== Problem ==
Can you write out the rows from the start through the line with "point(593, 495)", keeping the request lines, with every point coordinate in the answers multiplied by 0.25 and rounded to a whole number (halves rounded up)?

(Part of a data file)
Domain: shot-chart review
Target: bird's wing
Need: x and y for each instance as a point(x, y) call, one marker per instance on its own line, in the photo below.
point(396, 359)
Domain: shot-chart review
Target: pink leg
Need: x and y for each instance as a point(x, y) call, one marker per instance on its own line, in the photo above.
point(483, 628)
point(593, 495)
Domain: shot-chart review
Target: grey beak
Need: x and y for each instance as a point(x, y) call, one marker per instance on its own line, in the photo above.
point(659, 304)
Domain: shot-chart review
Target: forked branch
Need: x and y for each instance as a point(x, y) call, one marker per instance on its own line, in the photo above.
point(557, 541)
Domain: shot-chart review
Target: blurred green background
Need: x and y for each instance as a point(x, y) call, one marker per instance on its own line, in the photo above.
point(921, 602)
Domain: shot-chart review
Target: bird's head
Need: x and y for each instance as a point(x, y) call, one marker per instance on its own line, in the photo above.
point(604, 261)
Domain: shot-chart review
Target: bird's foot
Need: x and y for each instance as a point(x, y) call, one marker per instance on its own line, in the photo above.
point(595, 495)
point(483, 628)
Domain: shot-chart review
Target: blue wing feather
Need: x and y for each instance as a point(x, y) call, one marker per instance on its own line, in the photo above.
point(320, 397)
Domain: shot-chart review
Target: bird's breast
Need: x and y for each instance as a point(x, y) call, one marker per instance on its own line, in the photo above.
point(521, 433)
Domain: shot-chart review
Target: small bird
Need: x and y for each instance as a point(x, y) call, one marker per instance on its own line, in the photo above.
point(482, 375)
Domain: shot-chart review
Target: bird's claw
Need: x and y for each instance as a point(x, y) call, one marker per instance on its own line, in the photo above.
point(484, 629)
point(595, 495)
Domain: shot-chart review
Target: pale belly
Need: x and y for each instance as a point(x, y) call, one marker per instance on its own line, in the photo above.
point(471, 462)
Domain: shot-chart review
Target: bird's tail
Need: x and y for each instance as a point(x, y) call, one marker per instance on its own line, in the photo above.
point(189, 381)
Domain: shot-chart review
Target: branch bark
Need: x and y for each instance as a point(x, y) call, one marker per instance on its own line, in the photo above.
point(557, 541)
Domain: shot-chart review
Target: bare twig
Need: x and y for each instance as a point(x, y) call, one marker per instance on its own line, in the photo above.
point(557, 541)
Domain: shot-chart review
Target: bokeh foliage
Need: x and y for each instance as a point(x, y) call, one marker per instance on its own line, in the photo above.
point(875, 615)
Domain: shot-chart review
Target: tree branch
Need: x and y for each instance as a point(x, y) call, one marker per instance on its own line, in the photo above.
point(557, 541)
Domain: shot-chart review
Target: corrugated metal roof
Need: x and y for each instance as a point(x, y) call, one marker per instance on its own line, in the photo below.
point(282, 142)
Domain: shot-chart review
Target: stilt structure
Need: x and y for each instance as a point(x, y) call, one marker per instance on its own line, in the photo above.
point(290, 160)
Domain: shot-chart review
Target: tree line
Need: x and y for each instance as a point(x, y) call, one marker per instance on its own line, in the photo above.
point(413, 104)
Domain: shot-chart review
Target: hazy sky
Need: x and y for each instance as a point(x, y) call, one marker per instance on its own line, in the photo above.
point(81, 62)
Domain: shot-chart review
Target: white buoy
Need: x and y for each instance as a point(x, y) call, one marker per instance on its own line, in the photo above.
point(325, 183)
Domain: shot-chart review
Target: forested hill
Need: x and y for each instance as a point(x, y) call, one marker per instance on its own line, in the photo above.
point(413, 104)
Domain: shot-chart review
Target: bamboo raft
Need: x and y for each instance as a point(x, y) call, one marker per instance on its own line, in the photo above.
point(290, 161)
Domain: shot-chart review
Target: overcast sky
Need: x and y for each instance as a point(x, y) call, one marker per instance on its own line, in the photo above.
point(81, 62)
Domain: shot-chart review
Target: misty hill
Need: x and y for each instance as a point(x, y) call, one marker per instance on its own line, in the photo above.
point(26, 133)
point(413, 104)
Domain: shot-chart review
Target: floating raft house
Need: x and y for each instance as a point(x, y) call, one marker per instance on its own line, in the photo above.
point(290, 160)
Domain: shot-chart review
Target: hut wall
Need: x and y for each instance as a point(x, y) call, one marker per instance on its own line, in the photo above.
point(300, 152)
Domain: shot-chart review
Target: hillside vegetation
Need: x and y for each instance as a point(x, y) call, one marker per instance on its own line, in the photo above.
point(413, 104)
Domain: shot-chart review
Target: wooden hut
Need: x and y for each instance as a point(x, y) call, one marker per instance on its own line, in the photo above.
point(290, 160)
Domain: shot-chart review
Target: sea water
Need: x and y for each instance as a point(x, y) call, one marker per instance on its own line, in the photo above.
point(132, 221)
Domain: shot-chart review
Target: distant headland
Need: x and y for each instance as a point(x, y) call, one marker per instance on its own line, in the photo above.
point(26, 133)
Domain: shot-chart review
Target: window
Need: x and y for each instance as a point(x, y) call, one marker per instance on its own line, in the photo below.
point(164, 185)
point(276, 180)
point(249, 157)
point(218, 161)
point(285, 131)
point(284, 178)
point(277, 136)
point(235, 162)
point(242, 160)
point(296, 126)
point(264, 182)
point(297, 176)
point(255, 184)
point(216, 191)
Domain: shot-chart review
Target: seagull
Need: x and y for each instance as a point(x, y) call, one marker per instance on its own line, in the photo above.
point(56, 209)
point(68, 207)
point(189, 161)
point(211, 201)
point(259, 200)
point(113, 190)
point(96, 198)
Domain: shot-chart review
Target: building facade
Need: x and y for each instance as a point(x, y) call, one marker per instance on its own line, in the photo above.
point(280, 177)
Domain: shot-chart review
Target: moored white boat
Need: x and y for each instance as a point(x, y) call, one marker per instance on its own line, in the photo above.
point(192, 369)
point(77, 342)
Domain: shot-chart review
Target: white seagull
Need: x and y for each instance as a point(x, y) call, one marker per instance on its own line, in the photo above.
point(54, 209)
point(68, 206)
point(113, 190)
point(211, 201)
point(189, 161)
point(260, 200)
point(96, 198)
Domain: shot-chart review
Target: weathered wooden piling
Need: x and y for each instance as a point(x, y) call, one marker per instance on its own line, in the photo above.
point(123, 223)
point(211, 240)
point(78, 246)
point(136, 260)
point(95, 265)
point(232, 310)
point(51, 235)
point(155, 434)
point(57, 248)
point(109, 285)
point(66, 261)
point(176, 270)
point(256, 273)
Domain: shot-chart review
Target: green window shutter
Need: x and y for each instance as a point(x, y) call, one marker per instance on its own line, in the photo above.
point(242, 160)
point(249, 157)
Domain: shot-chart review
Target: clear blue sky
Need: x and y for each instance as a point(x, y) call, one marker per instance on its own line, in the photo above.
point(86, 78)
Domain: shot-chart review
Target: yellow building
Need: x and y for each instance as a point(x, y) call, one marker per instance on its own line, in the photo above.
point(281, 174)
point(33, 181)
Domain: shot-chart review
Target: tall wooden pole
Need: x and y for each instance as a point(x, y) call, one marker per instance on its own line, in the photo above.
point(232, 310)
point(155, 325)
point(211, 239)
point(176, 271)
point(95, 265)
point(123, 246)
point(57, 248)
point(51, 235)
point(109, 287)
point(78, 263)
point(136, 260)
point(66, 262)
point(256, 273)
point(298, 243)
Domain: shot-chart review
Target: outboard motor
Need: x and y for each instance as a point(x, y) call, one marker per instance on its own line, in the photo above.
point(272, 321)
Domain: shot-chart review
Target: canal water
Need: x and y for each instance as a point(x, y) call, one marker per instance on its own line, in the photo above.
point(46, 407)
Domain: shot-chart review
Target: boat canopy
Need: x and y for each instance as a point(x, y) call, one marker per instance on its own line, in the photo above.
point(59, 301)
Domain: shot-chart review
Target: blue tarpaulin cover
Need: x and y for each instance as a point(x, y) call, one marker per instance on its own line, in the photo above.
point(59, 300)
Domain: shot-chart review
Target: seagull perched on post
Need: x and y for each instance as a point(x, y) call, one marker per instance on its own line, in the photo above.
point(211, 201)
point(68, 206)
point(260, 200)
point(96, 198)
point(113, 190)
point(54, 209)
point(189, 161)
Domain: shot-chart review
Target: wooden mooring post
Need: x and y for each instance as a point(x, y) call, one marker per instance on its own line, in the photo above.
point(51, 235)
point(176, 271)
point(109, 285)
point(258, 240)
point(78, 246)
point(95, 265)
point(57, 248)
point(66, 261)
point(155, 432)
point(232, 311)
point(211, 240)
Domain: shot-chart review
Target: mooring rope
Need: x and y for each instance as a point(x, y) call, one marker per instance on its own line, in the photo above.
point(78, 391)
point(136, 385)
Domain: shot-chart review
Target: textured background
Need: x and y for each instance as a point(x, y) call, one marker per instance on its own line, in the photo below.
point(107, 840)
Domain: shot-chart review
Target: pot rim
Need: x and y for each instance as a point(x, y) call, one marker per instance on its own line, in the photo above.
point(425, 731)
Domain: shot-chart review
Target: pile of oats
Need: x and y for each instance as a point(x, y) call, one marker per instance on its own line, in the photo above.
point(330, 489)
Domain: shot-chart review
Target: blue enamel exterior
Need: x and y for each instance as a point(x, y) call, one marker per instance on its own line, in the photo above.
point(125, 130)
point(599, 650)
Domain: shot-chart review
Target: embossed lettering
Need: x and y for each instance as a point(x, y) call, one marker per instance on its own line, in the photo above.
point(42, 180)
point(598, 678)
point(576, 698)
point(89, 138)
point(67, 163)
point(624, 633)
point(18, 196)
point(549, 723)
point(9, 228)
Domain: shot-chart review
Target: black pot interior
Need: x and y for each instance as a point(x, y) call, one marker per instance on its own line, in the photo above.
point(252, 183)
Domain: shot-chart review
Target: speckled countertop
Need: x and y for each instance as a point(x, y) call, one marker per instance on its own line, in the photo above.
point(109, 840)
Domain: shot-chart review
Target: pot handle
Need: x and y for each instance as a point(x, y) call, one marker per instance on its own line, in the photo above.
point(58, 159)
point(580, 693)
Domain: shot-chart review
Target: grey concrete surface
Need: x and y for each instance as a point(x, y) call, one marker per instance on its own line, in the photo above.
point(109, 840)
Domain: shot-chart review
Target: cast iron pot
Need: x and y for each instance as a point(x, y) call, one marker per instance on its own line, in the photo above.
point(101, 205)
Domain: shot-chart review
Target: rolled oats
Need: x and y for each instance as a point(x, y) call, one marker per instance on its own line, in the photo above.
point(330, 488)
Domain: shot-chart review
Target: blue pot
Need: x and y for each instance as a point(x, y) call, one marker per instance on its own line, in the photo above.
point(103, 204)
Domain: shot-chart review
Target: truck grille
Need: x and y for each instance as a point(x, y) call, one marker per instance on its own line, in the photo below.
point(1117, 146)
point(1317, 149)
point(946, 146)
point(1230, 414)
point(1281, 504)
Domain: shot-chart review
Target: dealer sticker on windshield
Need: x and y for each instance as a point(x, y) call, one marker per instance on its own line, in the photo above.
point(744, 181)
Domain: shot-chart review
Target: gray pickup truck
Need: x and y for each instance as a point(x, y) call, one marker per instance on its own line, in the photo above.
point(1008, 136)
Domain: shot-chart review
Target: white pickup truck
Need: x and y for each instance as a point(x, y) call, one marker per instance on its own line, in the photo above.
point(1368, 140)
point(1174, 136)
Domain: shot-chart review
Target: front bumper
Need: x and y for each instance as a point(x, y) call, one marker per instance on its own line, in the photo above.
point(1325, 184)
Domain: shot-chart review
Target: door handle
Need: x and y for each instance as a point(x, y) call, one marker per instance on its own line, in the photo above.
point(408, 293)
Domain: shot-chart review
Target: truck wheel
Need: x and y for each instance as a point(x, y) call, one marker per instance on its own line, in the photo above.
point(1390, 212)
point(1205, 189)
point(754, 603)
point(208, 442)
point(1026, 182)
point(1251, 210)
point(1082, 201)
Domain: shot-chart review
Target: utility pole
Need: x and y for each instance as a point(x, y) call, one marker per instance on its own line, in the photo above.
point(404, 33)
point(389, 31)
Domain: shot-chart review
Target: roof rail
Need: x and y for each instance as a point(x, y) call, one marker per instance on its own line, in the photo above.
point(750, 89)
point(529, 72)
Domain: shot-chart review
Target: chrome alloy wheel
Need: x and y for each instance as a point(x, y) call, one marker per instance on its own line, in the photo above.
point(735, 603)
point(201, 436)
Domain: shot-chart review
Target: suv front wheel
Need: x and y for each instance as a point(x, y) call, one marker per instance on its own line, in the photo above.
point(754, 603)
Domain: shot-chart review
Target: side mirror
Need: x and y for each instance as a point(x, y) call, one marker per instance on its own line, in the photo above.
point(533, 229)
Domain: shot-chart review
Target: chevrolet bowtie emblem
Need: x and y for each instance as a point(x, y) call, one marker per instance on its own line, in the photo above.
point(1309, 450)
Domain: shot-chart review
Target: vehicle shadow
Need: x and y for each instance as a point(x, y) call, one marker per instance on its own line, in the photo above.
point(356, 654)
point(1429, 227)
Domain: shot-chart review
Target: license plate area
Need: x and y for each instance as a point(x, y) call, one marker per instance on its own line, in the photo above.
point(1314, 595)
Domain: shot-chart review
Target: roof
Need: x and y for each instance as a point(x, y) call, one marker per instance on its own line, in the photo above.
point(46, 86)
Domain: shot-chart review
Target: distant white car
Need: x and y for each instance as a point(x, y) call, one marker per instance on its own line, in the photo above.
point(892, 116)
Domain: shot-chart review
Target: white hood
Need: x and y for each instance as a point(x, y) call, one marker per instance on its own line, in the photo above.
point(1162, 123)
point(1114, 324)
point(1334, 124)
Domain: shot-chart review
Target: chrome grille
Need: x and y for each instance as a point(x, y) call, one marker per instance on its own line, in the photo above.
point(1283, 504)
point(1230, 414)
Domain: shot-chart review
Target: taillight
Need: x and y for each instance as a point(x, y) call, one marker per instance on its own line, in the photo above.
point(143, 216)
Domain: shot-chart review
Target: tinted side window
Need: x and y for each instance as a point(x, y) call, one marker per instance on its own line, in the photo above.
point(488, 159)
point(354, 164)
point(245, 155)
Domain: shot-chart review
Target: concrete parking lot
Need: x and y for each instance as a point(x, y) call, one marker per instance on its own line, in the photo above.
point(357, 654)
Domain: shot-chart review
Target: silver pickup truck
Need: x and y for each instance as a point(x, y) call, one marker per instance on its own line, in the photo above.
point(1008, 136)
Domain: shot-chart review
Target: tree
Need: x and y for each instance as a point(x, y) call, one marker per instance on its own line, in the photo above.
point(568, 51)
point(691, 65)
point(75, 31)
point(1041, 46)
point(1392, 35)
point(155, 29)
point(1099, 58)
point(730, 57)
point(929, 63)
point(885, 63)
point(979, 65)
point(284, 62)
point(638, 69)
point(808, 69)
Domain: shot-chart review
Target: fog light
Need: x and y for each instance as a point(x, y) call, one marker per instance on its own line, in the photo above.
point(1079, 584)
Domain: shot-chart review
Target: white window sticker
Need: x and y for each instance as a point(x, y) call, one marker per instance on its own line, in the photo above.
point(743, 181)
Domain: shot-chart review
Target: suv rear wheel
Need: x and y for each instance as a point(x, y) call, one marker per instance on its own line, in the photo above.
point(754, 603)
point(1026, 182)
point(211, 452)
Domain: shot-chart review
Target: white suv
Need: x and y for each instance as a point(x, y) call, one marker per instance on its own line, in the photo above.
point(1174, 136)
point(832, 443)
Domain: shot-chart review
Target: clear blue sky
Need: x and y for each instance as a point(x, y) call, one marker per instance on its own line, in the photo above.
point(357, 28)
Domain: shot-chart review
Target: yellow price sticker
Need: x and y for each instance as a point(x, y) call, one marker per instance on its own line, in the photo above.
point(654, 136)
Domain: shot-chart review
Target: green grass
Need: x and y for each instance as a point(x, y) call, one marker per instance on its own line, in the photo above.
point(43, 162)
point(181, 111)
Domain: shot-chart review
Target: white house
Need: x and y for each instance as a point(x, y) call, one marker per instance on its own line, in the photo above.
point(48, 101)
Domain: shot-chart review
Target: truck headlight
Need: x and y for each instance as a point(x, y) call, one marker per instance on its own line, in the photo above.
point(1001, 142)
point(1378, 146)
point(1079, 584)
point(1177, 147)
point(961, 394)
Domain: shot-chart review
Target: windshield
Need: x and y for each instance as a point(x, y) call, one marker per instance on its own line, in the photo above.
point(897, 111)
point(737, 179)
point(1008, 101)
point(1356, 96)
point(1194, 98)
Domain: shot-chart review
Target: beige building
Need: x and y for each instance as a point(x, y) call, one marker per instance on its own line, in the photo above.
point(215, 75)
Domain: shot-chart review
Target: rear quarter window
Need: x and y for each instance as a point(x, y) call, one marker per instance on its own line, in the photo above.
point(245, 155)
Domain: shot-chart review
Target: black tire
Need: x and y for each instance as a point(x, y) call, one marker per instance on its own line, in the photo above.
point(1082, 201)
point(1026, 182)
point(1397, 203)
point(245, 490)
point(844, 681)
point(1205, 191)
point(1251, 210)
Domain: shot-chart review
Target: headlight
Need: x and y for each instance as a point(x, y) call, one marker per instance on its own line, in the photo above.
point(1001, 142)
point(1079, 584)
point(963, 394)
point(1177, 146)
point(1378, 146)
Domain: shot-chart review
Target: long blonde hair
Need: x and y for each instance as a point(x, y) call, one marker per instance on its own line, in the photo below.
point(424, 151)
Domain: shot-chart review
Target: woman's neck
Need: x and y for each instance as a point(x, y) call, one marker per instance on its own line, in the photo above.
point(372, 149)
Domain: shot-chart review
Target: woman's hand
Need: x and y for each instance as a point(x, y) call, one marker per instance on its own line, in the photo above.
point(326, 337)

== Answer to this exercise ==
Domain: shot-chart review
Target: bird's wing
Need: x and y for each instance as a point(x, y) call, one marker per instance on its own line, in the photo below.
point(99, 90)
Domain: shot-chart review
Target: pink leg
Need: x and y for each instance as a point(x, y) call, one marker per instance on its own line, in the photo above.
point(121, 157)
point(148, 124)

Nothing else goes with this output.